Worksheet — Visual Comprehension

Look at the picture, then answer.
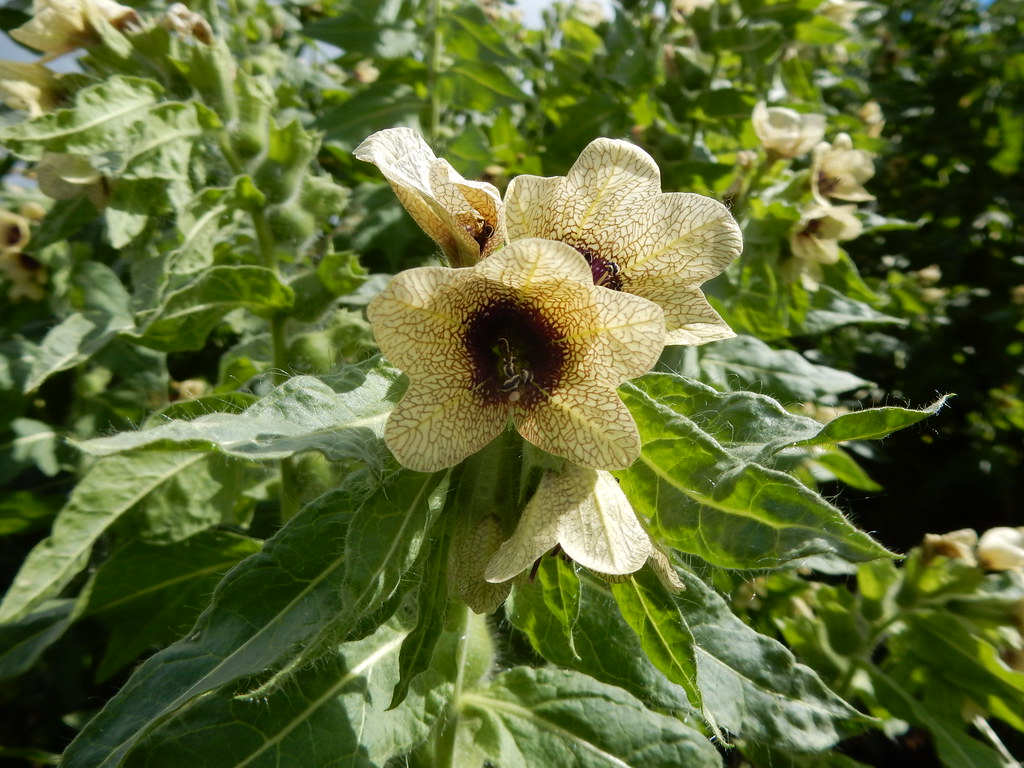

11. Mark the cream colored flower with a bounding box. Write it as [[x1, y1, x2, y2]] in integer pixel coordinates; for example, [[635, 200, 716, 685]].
[[0, 60, 61, 117], [922, 528, 978, 566], [811, 133, 875, 203], [11, 0, 140, 60], [819, 0, 867, 30], [35, 153, 109, 209], [368, 238, 665, 472], [0, 251, 47, 301], [160, 3, 213, 45], [484, 463, 683, 588], [0, 210, 32, 254], [504, 138, 741, 346], [786, 203, 861, 287], [354, 127, 506, 267], [977, 527, 1024, 572], [752, 101, 827, 159], [670, 0, 714, 20]]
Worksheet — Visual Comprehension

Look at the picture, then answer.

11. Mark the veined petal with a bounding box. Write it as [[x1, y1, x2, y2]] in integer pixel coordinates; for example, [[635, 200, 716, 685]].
[[475, 235, 593, 289], [555, 468, 653, 575], [385, 376, 508, 473], [484, 465, 652, 583], [354, 128, 504, 266], [564, 287, 665, 384], [515, 380, 642, 470], [628, 283, 735, 346], [450, 514, 512, 613], [630, 192, 743, 280], [505, 140, 740, 347], [505, 139, 660, 246], [367, 266, 470, 371], [482, 498, 561, 584]]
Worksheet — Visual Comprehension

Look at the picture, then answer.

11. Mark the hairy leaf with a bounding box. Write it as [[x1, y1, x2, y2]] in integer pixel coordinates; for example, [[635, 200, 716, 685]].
[[461, 666, 721, 768], [76, 361, 402, 466]]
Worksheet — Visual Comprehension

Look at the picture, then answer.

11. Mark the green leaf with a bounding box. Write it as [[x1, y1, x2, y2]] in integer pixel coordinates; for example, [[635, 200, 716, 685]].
[[538, 555, 581, 660], [696, 335, 872, 402], [318, 84, 425, 152], [461, 666, 721, 768], [796, 286, 906, 336], [0, 451, 209, 622], [438, 61, 528, 113], [871, 669, 1009, 768], [129, 265, 295, 351], [0, 76, 163, 161], [678, 566, 867, 751], [303, 0, 418, 58], [117, 620, 448, 768], [904, 611, 1024, 732], [1, 417, 60, 480], [507, 568, 698, 716], [389, 522, 451, 710], [610, 568, 700, 708], [0, 599, 80, 682], [84, 530, 261, 681], [23, 263, 134, 393], [786, 396, 950, 449], [76, 361, 401, 466], [60, 469, 447, 767], [618, 382, 893, 569]]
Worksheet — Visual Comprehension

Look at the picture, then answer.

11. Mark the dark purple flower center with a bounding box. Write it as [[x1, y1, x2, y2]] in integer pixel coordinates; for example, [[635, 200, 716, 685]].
[[817, 171, 840, 197], [4, 223, 25, 248], [576, 245, 623, 291], [464, 296, 566, 406]]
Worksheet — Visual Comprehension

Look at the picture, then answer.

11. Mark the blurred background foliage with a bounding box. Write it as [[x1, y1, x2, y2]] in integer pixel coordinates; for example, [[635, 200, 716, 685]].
[[0, 0, 1022, 764]]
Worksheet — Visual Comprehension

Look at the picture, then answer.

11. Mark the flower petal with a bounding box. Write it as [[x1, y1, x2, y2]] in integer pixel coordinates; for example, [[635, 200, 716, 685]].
[[474, 235, 593, 289], [367, 265, 470, 372], [554, 467, 652, 575], [485, 465, 653, 582], [505, 138, 659, 246], [451, 514, 512, 613], [515, 380, 642, 470], [354, 128, 504, 265], [565, 287, 665, 384], [354, 129, 463, 258], [385, 375, 508, 472], [629, 192, 742, 280], [483, 492, 561, 585], [630, 284, 734, 346]]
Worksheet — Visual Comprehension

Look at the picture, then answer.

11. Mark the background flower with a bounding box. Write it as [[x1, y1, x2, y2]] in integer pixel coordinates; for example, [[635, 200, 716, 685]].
[[504, 138, 741, 346], [367, 238, 665, 472], [11, 0, 139, 60], [811, 133, 876, 203], [752, 101, 827, 159]]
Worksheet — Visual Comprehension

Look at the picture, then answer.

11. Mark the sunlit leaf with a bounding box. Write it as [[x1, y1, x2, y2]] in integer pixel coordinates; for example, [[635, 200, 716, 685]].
[[462, 666, 721, 768]]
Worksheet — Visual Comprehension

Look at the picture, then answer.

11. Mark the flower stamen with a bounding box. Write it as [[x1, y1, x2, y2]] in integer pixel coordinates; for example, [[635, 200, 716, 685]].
[[577, 245, 624, 291]]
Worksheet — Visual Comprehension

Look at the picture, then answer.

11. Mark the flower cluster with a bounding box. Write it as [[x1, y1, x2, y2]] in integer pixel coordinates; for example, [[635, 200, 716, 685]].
[[356, 128, 741, 606], [752, 102, 878, 287]]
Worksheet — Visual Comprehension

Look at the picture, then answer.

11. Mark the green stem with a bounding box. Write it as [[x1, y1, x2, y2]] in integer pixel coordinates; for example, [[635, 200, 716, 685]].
[[426, 0, 444, 143], [433, 600, 472, 768]]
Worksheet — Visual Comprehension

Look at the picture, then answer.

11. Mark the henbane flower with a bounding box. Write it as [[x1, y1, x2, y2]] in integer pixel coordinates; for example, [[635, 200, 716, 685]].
[[752, 101, 827, 159], [786, 202, 862, 287], [504, 138, 742, 346], [484, 463, 682, 589], [354, 127, 505, 267], [811, 133, 875, 203], [0, 60, 61, 118], [367, 238, 665, 472], [11, 0, 140, 60]]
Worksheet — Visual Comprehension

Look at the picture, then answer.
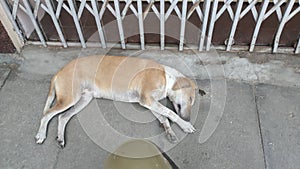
+--
Write out each entry again exactly, and skip the pictures.

Worksheet — Visual Comprehension

Look at the picture, then answer.

11. Mark the cream colored flower with a bounding box. Write it as [[x1, y1, x2, y2]] in integer pixel coordinates; for example, [[635, 200, 716, 685]].
[[0, 60, 61, 117], [922, 528, 978, 566], [811, 133, 875, 203], [11, 0, 140, 60], [819, 0, 867, 30], [35, 153, 109, 209], [368, 238, 665, 472], [0, 251, 47, 301], [160, 3, 213, 45], [484, 463, 683, 588], [0, 210, 32, 254], [504, 138, 741, 346], [786, 203, 861, 287], [354, 127, 506, 267], [977, 527, 1024, 572], [752, 101, 827, 159], [670, 0, 714, 20]]
Worksheet — Visual Comprehension

Look at the picture, then answer.

11. Mark the veined petal with a bounding box. Write it as [[x1, y1, x2, y2]] in integer pixel coordinates; for example, [[635, 200, 716, 685]].
[[475, 235, 593, 289], [555, 468, 653, 575], [385, 376, 508, 473], [484, 465, 652, 583], [354, 128, 504, 266], [564, 287, 665, 384], [515, 380, 642, 470], [628, 283, 735, 346], [450, 514, 512, 613], [630, 192, 743, 280], [505, 140, 740, 347], [505, 139, 660, 246], [367, 266, 470, 371], [482, 498, 561, 584]]
Worksheet — Visual Comprehension

Look at the picture, then answer.

11. Mark the hairy leaf with a bounding box. Write it as [[x1, y1, x2, y2]] in integer pixel coordinates; for example, [[635, 200, 716, 685]].
[[461, 666, 721, 768], [76, 361, 402, 466]]
Worksheet — Visual Comprehension

Look at the picture, then answer.

11. Mark the green leaf with a bounding box. Write it as [[x1, y1, x2, y2]] in integer pixel coordinates; for example, [[635, 200, 716, 685]].
[[538, 555, 581, 660], [696, 335, 872, 402], [318, 84, 425, 152], [461, 666, 721, 768], [796, 286, 906, 336], [0, 451, 209, 622], [438, 61, 528, 113], [871, 669, 1009, 768], [129, 265, 295, 351], [0, 76, 163, 161], [678, 566, 867, 751], [303, 0, 418, 58], [117, 620, 448, 768], [904, 611, 1024, 732], [1, 417, 60, 480], [507, 568, 698, 716], [389, 522, 451, 710], [610, 568, 700, 708], [0, 599, 80, 682], [84, 530, 261, 681], [23, 263, 134, 393], [786, 396, 950, 449], [76, 361, 401, 466], [60, 469, 447, 767], [618, 382, 893, 569]]
Worksheet — Visual Comprehension

Look at the picture, then answer.

11. Mark the dark purple flower center with a bounding box. Write it as [[x1, y1, x2, y2]] in integer pixel coordinates; for example, [[635, 200, 716, 685]].
[[817, 171, 840, 197], [4, 223, 25, 248], [576, 245, 623, 291], [464, 296, 566, 406]]
Worksheet — Visual Comprehension

Look at the picture, then answer.

11. Mark the blurred background foliage with a bounding box. Write it as [[x1, y1, x2, y2]] in integer pixel coordinates; for example, [[635, 200, 716, 685]].
[[0, 0, 1022, 764]]
Worksheet — Visual Comprehension

Look at the picture, then answer.

11. Mark the flower petal with a bounding box. Write it as [[x1, y1, x2, y2]] in integer pixel coordinates; for example, [[635, 200, 716, 685]].
[[474, 235, 593, 289], [367, 265, 470, 372], [554, 467, 652, 575], [485, 465, 653, 582], [505, 138, 659, 246], [451, 514, 512, 613], [515, 380, 642, 470], [354, 128, 504, 265], [565, 287, 665, 384], [354, 129, 463, 258], [385, 375, 508, 472], [629, 192, 742, 280], [483, 492, 561, 585], [630, 284, 734, 346]]
Worksheet — Visual Comprehension

Look at the picture, then answer.

11. Mark the background flower with a bounding box. Write it as [[x1, y1, x2, y2]] in integer pixel coordinates; for example, [[635, 200, 716, 685]].
[[504, 138, 741, 346], [367, 238, 665, 472], [11, 0, 139, 60], [811, 133, 876, 203], [752, 101, 827, 159]]
Worksheet — Visual Comprehension

Look at the picture, then answer.

11. Mark the sunlit leaf with a bounding box. Write it as [[x1, y1, x2, y2]] in integer pixel coordinates; for example, [[635, 200, 716, 685]].
[[462, 666, 721, 768]]
Worksheet — Visual Comprehension

Look at the picture, then answer.

11. Mark the flower stamen with a bounding box. Write it as [[x1, y1, x2, y2]] in integer pixel coordinates; for example, [[635, 200, 716, 685]].
[[577, 245, 624, 291]]
Worksheet — Visual Comprehension

Look at the picture, then answer.

11. Mark the flower cluster with a bounding box. Write it as [[x1, y1, x2, y2]] in integer pixel coordinates; for example, [[635, 200, 716, 685]].
[[356, 128, 741, 606], [752, 102, 878, 287]]
Worksheet — Visual Comprehension

Look at the picture, then answer.

11. Mark the green stem with a bounding box. Write it as [[x1, y1, x2, y2]] in integer pixel coordinates; for example, [[635, 200, 716, 685]].
[[426, 0, 444, 143], [433, 600, 472, 768]]
Worksheet — Visual Comprehension

Look at the picture, then answer.

11. Mark the henbane flower with a bounding box. Write it as [[x1, y1, x2, y2]] in integer pixel coordinates; for example, [[635, 200, 716, 685]].
[[752, 101, 827, 159], [786, 202, 862, 287], [504, 138, 742, 346], [484, 463, 682, 589], [354, 127, 505, 267], [811, 133, 875, 203], [0, 60, 61, 118], [367, 238, 665, 472], [11, 0, 140, 60]]
Worksheet — Visual Comprehension

Look at the picture, then answer.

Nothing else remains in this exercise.